** What the exercise asks **
Which lines in the rows below contain the string "goalkeeper"? Pull out every one of them, treating uppercase and lowercase as different.

** Material supplied **

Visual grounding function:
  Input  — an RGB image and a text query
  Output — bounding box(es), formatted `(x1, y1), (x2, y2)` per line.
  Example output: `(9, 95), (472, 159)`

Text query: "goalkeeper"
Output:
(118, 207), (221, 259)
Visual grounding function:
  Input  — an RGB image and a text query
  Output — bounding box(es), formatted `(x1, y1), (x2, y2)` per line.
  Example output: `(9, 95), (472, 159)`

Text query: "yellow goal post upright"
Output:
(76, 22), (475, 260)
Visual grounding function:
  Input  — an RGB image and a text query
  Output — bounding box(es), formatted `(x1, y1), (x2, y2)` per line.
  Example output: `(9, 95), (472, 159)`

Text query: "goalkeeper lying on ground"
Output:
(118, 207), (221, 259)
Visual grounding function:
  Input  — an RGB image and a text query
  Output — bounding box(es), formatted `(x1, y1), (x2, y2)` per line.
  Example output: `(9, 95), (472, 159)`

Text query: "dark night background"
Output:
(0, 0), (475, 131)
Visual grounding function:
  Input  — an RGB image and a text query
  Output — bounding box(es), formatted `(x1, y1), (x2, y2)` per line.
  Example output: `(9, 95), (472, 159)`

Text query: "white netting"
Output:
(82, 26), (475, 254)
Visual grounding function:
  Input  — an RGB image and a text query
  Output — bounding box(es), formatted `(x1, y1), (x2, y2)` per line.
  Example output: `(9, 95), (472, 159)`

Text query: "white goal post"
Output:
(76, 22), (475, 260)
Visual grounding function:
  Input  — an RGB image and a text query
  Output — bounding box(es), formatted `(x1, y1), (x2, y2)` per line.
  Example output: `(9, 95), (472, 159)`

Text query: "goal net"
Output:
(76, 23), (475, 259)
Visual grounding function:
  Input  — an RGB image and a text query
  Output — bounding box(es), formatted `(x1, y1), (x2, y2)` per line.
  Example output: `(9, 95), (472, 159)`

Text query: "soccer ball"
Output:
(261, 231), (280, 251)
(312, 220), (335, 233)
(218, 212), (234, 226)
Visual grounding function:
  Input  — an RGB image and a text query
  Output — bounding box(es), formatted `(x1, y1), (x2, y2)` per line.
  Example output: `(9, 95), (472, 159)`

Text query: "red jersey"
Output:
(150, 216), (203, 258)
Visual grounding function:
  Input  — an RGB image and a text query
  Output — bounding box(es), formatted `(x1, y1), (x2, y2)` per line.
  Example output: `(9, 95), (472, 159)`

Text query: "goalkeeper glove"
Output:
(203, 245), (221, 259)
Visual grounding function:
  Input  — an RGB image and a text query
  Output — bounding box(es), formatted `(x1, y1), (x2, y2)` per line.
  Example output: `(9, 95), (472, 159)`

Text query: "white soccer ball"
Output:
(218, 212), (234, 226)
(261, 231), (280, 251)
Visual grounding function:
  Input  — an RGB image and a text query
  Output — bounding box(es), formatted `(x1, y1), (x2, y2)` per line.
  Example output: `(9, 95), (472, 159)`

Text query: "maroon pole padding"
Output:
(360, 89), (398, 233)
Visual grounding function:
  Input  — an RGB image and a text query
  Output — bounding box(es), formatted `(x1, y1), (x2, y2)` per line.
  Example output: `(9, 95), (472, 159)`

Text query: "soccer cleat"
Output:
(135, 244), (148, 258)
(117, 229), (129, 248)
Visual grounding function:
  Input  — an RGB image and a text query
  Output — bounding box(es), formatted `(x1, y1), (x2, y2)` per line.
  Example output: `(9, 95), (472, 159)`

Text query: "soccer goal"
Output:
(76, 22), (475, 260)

** Right answer **
Text query: "goalkeeper"
Text query: "goalkeeper lying on ground"
Text query: "goalkeeper glove"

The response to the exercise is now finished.